*** Opening of Material for the task ***
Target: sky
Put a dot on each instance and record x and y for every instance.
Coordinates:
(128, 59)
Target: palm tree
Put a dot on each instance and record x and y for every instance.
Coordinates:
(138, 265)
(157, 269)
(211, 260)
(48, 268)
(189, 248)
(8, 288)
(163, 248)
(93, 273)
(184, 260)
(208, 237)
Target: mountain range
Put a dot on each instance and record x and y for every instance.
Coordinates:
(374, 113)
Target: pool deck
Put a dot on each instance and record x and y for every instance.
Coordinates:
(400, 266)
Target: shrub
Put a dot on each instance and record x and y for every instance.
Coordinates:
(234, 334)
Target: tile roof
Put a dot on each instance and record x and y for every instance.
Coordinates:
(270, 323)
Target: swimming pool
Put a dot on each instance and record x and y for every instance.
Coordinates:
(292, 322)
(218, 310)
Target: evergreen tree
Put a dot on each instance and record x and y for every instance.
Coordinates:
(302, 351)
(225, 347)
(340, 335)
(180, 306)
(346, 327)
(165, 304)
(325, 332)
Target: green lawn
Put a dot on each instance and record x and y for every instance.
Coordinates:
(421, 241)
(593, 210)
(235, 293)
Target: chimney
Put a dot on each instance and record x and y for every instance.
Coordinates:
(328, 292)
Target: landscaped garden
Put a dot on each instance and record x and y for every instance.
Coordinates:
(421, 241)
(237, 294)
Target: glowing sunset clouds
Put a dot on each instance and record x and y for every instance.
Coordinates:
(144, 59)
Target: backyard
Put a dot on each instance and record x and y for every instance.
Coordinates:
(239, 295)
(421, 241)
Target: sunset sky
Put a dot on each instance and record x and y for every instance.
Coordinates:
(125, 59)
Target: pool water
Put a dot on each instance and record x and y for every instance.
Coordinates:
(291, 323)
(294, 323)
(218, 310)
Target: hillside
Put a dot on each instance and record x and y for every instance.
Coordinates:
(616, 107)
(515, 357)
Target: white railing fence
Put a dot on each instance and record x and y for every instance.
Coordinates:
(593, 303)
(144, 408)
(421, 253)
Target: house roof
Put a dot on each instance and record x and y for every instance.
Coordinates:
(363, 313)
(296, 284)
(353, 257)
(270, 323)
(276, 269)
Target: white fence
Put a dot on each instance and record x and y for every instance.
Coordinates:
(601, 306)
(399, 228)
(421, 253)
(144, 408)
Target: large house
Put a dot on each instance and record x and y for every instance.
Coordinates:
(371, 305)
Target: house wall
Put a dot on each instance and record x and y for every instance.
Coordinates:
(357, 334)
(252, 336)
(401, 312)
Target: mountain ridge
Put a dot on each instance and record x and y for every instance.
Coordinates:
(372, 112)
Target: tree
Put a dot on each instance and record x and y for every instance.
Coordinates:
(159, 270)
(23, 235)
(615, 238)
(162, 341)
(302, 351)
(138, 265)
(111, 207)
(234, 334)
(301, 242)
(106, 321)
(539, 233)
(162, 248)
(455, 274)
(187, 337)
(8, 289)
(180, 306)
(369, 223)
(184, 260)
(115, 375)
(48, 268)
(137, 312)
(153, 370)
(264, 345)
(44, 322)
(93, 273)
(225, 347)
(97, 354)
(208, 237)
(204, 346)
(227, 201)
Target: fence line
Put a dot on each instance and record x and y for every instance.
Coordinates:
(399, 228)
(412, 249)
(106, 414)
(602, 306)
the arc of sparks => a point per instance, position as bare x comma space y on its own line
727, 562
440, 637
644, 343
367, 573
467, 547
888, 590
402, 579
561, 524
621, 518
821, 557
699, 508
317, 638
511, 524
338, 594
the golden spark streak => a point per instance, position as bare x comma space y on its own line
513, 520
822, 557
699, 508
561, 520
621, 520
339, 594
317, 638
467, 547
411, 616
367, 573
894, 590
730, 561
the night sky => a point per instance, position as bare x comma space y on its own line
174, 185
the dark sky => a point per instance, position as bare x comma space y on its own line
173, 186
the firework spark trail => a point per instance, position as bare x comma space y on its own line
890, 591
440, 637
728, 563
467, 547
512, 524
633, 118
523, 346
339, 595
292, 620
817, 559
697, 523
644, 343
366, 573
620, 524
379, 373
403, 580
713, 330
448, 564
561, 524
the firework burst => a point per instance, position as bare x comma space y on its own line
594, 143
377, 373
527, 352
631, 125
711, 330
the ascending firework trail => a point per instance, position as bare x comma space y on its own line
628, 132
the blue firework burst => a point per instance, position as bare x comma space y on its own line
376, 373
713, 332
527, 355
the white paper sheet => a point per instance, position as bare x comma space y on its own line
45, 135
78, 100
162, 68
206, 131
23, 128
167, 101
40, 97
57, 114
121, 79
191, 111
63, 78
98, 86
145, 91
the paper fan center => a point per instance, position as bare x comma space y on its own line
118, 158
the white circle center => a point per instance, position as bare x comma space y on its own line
*** Close of Material for the task ***
→ Task prompt
Going through the entries above line by line, work out how many lines include the word "mountain". Only the number is required.

→ Answer section
2